**TASK GOAL:** Reply with exactly the lines from the one that contains "of the black" through the last line of the records below, and with no other lines.
========
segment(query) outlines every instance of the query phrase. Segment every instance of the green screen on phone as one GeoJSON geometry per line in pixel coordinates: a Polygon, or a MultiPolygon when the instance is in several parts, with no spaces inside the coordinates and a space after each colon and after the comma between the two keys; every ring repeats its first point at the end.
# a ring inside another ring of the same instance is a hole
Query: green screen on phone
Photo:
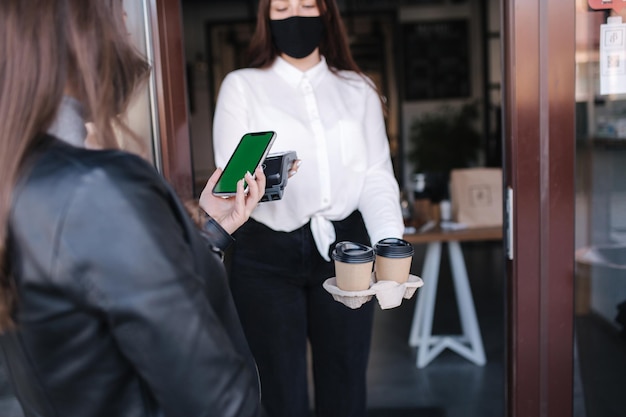
{"type": "Polygon", "coordinates": [[[254,173],[269,151],[274,135],[274,132],[246,133],[226,164],[220,179],[213,188],[213,193],[235,194],[237,181],[242,179],[246,172],[254,173]]]}

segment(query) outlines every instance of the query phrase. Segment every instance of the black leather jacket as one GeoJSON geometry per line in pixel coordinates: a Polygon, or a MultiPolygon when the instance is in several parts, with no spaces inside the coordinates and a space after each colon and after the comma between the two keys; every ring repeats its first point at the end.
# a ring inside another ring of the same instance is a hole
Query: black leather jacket
{"type": "Polygon", "coordinates": [[[256,367],[211,250],[226,232],[202,236],[136,156],[45,143],[9,220],[18,328],[1,341],[25,414],[260,415],[256,367]]]}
========
**ANSWER FOR THIS EXERCISE:**
segment(query) outlines every instance of the query phrase. Segment every instance of the black leather jacket as one GeoJSON geometry per line in pixel coordinates: a Polygon, or a MultiPolygon when the instance is in several parts, with no spaces inside the coordinates and a space after each colon and after the comma between the two keys; every ring repeats its first point at the end.
# a ring inside another ring of the same instance is a hole
Query: black leather jacket
{"type": "Polygon", "coordinates": [[[256,367],[211,250],[226,232],[202,236],[136,156],[45,143],[9,220],[18,328],[1,341],[25,414],[260,415],[256,367]]]}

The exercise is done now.